TASK REQUIREMENTS
Pull out the rows from the line containing "on road in the photo above." through the line containing "(1552, 154)", both ends included, and reproduce them verbatim. Omit any pictures from your copy.
________________________________________
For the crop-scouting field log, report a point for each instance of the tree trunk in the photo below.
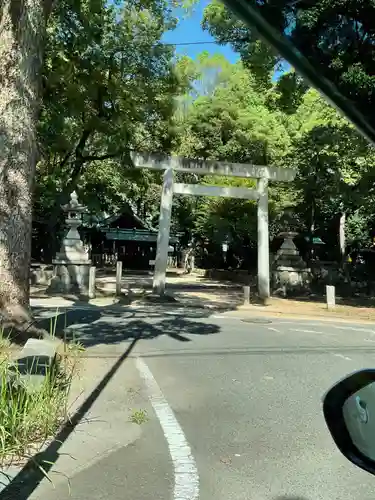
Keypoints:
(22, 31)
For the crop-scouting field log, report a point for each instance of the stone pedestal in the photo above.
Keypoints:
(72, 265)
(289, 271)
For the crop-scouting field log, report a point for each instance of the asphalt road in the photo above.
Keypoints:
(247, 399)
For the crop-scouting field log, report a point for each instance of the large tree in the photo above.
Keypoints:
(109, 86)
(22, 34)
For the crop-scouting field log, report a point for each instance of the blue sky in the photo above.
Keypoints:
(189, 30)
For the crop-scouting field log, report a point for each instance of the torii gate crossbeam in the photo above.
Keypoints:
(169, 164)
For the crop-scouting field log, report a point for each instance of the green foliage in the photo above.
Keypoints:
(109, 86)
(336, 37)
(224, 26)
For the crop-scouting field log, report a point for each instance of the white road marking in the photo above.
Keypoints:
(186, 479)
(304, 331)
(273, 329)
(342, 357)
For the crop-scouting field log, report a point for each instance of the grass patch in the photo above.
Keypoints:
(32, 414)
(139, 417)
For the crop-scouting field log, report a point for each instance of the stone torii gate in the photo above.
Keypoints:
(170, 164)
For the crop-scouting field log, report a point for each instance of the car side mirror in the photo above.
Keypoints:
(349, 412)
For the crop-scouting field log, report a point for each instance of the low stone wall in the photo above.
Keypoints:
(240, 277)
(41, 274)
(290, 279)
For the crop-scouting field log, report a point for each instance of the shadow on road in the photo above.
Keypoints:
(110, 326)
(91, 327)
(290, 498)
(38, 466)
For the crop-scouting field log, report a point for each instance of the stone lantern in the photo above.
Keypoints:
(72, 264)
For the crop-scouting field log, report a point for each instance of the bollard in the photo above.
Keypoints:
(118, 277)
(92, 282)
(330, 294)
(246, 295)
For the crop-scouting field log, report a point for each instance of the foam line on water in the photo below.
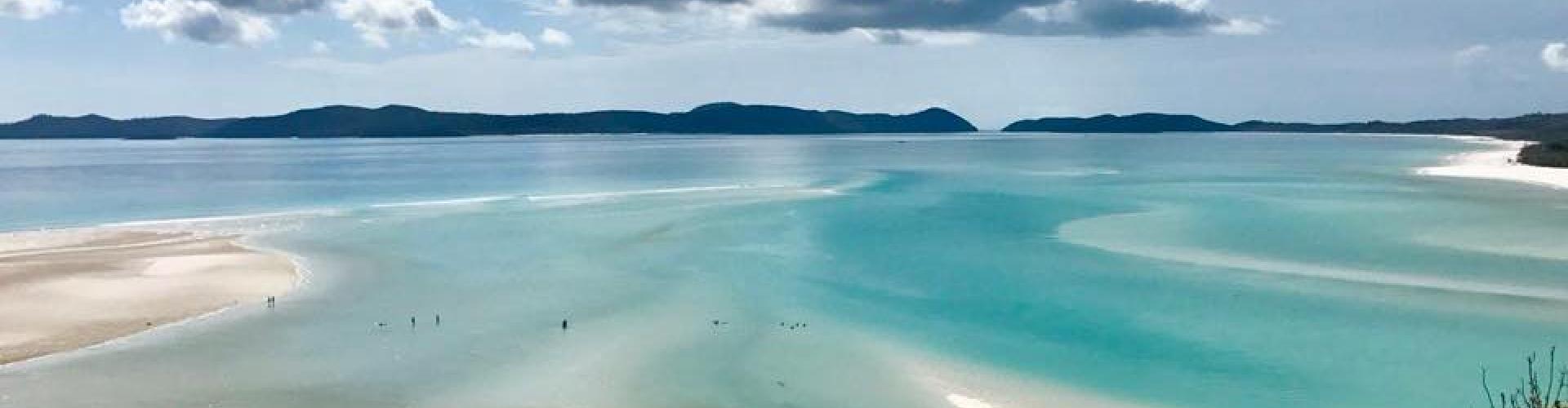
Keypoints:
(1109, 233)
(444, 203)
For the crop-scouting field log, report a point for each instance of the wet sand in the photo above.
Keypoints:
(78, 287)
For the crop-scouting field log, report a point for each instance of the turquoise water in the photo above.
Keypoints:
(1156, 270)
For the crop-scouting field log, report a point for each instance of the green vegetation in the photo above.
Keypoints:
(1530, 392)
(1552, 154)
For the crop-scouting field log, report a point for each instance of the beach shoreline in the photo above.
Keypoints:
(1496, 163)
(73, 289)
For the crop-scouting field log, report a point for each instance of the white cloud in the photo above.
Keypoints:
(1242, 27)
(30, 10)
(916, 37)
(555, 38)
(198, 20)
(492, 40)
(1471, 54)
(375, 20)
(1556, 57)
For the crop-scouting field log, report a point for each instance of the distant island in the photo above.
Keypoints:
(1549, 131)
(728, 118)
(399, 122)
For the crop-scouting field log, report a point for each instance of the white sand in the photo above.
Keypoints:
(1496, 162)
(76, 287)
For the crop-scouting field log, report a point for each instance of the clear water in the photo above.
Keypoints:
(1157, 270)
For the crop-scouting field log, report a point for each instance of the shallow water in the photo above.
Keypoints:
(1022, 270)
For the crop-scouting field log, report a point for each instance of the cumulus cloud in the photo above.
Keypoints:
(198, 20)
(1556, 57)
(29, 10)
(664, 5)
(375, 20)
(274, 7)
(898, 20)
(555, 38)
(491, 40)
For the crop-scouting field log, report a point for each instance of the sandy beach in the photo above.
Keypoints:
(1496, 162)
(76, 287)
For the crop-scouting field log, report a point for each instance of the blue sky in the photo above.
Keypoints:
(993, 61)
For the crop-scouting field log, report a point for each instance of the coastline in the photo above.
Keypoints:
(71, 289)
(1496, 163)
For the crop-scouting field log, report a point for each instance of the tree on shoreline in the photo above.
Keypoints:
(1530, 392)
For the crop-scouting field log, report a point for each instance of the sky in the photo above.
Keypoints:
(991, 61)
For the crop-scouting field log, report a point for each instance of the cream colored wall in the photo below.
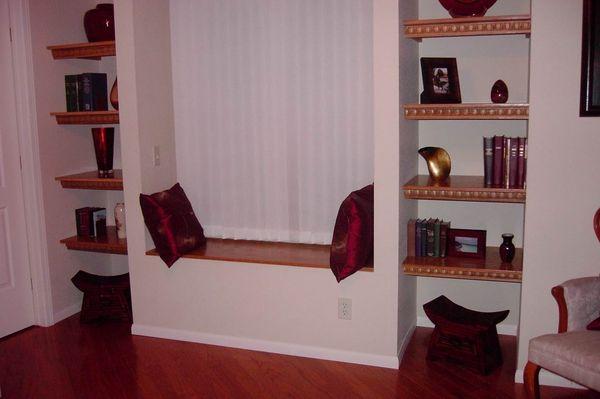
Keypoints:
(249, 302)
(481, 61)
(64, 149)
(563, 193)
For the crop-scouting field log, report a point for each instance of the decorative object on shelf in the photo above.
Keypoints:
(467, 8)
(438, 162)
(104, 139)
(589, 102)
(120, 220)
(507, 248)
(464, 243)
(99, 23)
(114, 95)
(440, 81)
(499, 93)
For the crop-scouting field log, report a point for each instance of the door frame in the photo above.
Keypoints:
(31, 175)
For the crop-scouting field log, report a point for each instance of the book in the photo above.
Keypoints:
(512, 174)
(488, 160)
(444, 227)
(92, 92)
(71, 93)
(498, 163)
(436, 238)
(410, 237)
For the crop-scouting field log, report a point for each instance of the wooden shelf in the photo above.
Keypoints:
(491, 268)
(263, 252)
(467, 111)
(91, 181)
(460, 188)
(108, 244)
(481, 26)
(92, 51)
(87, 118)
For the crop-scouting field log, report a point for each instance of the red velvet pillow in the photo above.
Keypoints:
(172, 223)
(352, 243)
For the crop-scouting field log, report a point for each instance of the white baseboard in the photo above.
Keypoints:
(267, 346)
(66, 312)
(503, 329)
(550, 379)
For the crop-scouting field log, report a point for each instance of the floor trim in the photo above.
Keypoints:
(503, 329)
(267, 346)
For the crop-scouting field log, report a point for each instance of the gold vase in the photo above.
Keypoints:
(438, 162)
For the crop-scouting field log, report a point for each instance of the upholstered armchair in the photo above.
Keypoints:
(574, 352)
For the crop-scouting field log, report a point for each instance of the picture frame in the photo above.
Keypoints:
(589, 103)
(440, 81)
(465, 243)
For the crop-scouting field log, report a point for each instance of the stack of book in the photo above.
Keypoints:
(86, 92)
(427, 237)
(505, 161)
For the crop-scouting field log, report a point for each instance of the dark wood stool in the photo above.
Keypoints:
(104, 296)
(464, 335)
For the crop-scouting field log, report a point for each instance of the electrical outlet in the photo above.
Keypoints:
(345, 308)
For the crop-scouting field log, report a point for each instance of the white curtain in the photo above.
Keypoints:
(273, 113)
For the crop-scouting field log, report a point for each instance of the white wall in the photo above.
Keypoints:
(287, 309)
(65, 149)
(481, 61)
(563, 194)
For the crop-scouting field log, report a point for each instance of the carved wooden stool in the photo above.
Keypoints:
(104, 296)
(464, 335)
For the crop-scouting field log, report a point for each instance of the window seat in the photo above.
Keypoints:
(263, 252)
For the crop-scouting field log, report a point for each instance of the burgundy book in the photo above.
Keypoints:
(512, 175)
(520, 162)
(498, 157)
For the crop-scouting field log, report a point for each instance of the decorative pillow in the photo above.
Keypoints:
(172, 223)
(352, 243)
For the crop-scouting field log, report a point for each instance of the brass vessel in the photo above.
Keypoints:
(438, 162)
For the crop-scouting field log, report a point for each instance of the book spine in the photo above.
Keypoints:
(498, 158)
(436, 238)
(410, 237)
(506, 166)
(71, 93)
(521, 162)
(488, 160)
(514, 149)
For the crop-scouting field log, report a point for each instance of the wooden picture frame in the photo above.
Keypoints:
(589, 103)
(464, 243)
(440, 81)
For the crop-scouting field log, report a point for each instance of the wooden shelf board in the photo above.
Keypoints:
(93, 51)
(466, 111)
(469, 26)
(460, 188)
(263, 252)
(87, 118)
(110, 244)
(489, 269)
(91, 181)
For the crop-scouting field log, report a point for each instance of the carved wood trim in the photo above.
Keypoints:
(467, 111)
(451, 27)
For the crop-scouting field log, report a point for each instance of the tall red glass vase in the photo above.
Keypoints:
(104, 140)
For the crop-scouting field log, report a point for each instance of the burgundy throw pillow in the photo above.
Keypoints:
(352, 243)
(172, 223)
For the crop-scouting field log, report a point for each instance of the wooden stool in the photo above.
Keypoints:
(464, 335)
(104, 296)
________________________________________
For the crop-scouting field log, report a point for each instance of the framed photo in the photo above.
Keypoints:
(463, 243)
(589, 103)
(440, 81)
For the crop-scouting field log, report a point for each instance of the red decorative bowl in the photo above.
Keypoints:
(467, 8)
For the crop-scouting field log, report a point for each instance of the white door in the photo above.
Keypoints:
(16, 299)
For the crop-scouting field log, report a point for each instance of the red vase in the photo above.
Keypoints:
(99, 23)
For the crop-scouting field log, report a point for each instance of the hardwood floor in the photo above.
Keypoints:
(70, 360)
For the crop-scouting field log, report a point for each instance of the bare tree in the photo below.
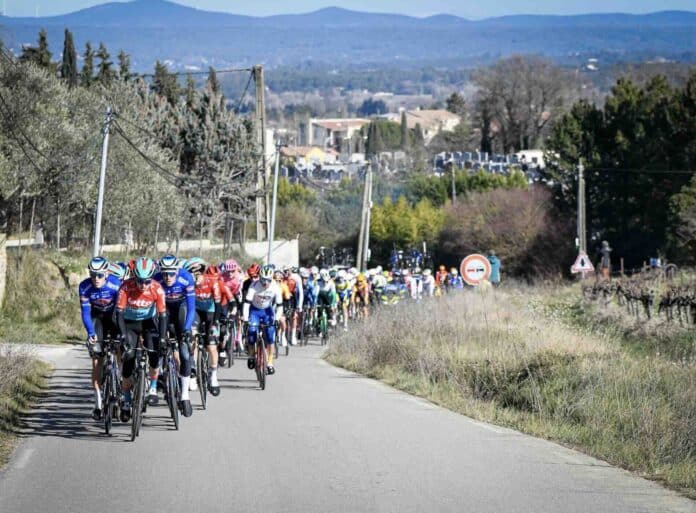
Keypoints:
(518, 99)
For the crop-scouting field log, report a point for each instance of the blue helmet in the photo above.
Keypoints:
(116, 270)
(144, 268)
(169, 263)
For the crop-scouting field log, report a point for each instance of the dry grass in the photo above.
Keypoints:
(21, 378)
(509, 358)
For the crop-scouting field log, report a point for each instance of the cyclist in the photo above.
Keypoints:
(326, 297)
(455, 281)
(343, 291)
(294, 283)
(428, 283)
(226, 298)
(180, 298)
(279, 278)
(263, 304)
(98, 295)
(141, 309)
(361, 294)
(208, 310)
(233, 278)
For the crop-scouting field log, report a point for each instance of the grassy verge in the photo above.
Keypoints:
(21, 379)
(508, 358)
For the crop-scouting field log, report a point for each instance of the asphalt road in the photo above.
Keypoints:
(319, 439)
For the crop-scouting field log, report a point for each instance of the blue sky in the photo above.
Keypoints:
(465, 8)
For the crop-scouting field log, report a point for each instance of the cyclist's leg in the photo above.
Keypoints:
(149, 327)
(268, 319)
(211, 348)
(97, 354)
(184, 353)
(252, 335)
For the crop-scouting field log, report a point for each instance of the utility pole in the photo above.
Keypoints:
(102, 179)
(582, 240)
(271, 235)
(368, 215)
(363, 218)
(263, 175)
________________________________________
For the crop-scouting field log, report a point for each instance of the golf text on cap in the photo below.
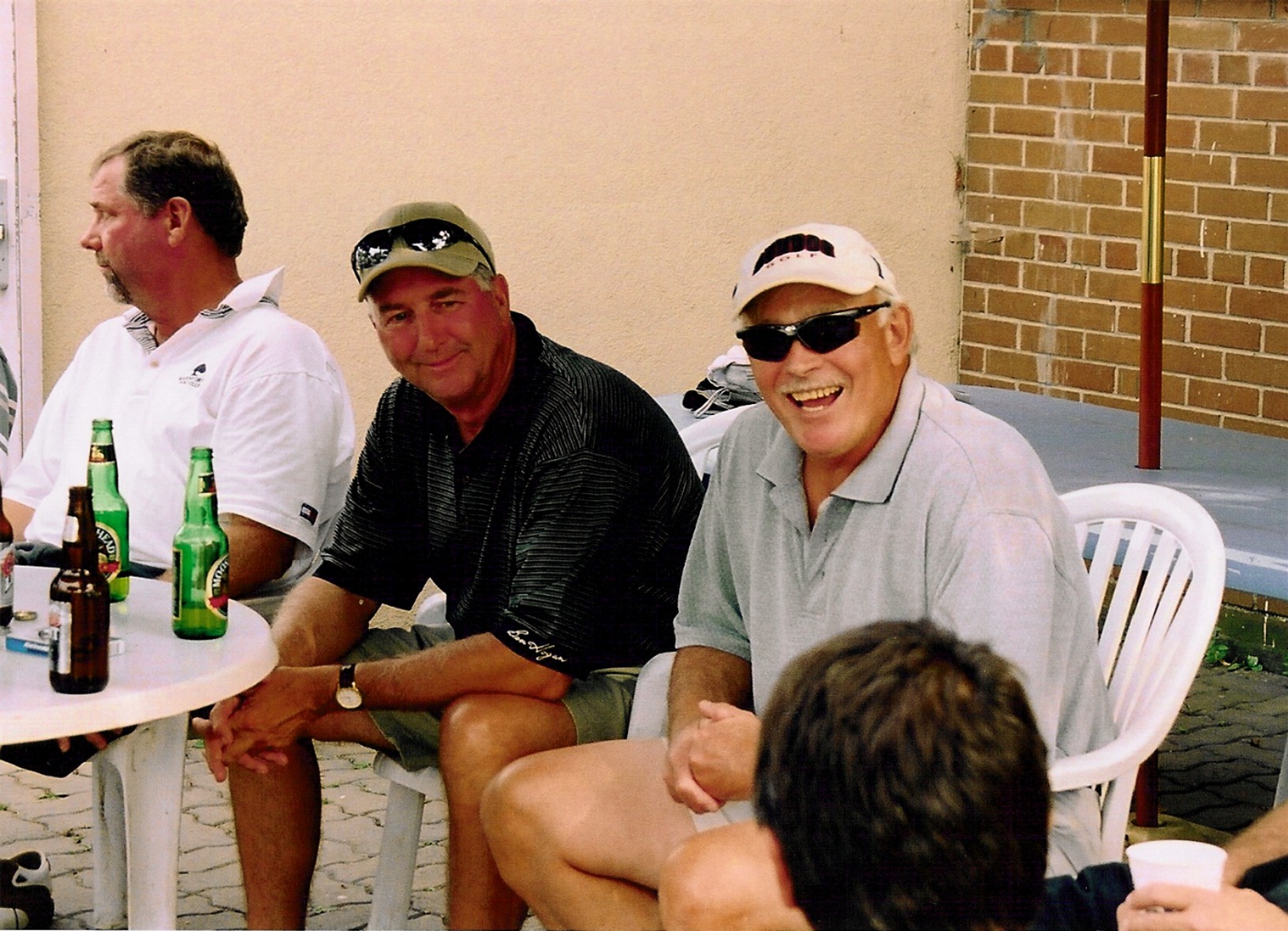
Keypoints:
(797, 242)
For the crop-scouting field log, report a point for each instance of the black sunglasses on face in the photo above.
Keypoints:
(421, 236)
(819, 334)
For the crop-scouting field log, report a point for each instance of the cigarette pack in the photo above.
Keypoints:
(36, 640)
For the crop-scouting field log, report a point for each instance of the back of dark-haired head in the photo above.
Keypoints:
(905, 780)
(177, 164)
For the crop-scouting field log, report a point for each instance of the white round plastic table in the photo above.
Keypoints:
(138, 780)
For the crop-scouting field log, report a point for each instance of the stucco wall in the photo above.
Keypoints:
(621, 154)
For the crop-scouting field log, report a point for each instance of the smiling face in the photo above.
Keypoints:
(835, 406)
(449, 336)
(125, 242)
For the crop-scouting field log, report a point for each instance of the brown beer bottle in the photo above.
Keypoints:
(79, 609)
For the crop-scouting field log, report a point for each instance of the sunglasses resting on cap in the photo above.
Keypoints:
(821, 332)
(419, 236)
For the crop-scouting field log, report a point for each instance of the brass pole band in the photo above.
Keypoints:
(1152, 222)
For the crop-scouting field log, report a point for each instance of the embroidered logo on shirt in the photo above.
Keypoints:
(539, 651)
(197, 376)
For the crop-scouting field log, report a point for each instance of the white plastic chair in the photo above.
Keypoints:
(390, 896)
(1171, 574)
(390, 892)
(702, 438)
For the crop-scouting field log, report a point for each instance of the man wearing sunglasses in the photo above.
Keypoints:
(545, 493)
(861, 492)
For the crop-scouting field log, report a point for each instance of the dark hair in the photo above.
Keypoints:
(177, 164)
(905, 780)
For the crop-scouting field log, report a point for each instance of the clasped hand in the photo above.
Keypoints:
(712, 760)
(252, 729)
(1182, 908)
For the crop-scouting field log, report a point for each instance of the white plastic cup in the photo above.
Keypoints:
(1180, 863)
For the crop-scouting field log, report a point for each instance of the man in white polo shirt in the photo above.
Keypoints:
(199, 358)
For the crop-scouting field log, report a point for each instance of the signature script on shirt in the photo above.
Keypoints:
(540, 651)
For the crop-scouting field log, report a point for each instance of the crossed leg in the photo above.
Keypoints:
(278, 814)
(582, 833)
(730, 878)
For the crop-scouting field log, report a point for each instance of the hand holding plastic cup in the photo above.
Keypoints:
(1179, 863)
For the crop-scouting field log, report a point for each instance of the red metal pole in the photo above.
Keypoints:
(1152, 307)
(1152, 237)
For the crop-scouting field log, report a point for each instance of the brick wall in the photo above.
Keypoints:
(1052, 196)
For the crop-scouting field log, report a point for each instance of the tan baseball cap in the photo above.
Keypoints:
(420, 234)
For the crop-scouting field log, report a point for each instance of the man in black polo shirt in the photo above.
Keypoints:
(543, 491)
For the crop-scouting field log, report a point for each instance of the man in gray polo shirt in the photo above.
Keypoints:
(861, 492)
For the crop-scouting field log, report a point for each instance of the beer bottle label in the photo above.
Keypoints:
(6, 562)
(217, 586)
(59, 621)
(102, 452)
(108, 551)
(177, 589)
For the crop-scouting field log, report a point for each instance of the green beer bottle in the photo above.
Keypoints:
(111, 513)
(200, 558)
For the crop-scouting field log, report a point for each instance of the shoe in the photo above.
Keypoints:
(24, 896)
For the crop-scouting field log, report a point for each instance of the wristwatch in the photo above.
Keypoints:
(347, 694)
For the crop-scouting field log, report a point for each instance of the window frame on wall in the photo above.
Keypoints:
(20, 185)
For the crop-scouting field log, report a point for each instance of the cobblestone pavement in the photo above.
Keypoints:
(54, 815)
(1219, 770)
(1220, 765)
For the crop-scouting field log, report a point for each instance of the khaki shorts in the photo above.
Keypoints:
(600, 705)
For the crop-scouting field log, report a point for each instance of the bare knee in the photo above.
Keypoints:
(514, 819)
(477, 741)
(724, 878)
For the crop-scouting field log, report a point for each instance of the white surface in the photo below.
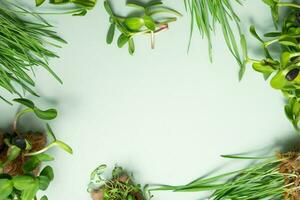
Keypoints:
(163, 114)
________________________________________
RESPONSE
For the crop-scouting field log, report a point for each instance of the shadow on road in the photo above.
Keypoints:
(110, 326)
(91, 327)
(290, 498)
(38, 466)
For the crop-scouting field log, report a point for each instance of the stone lantern in the photo above.
Keypoints:
(72, 264)
For the crop-scouting field log, report a point for each instance of the bollard in the photo above.
Keypoints:
(118, 277)
(92, 282)
(330, 294)
(246, 295)
For the crop-scouting field log, report a point for each instance of the foam line on water in the photo below.
Keypoints:
(1109, 233)
(444, 203)
For the crop-scouting field log, report a point for each instance of the wet sand in the photo above.
Keypoints:
(78, 287)
For the crop-scouting field log, report a point for each instance of the turquoise water in the photo above.
Keypoints:
(1156, 270)
For the crop-scouting field log, report a point for each instance of the green vegetation in the photo above.
Keypoints:
(1530, 392)
(1552, 154)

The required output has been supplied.